■ **THE TASK**
Some entries follow. Reproduce exactly the lines starting at the one with "Target: serpentine road curve" and stopping after the one with "Target: distant mountain range".

(Dataset entries)
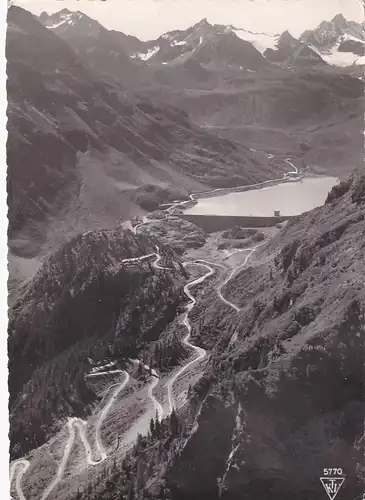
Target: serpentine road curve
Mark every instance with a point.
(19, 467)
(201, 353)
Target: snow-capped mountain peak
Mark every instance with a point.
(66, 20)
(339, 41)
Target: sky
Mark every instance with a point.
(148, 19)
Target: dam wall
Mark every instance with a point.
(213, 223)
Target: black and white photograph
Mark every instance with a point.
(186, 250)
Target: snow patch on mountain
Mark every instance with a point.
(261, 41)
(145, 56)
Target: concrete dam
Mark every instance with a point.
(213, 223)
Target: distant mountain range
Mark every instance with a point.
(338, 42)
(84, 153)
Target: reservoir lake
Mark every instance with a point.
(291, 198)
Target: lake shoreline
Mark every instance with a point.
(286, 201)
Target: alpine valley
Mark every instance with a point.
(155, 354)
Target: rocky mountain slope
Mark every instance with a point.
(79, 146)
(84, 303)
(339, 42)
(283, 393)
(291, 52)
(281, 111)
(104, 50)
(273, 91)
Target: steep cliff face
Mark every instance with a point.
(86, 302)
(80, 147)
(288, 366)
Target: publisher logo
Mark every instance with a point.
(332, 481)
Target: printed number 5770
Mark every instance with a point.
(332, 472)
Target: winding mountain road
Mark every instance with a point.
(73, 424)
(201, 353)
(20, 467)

--

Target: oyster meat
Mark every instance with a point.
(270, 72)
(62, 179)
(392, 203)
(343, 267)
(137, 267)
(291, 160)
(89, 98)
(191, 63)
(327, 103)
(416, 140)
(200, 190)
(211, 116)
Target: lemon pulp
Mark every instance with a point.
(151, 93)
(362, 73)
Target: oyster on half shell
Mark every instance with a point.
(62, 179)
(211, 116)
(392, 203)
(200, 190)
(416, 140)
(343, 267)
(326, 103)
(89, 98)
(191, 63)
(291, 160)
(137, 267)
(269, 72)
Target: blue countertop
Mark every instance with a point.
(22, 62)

---

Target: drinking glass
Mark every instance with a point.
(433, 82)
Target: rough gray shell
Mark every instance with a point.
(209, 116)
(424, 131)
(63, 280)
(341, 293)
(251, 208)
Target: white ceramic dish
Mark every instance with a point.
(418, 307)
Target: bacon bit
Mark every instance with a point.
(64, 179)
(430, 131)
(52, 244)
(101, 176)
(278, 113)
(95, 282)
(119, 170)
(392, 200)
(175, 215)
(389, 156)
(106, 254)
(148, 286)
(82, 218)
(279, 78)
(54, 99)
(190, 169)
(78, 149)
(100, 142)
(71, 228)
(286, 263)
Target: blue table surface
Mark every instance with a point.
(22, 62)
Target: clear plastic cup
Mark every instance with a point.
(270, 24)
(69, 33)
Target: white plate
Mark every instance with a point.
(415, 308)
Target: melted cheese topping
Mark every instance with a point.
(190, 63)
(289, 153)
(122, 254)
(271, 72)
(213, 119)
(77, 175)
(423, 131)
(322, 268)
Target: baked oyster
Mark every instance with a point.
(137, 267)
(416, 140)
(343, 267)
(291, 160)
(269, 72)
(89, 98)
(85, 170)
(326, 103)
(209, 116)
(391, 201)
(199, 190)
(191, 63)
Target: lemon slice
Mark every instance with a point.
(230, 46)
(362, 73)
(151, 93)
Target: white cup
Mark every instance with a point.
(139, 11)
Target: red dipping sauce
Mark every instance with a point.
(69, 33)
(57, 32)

■ **TASK SOLUTION**
Target: serpentine road curve
Mark every instance with a point.
(19, 467)
(201, 353)
Target: snow-capped mountain peak
Mark every instance with a point.
(66, 20)
(339, 41)
Target: sky
Mark every instance with a point.
(148, 19)
Target: dam wall
Mark every instance with a point.
(213, 223)
Target: black and white photograph
Mark every instance with a point.
(186, 250)
Target: snow patch on mountain
Mark every instance with a point.
(261, 41)
(145, 56)
Target: concrete dam
Mark every instance with a point.
(213, 223)
Target: distant mountain range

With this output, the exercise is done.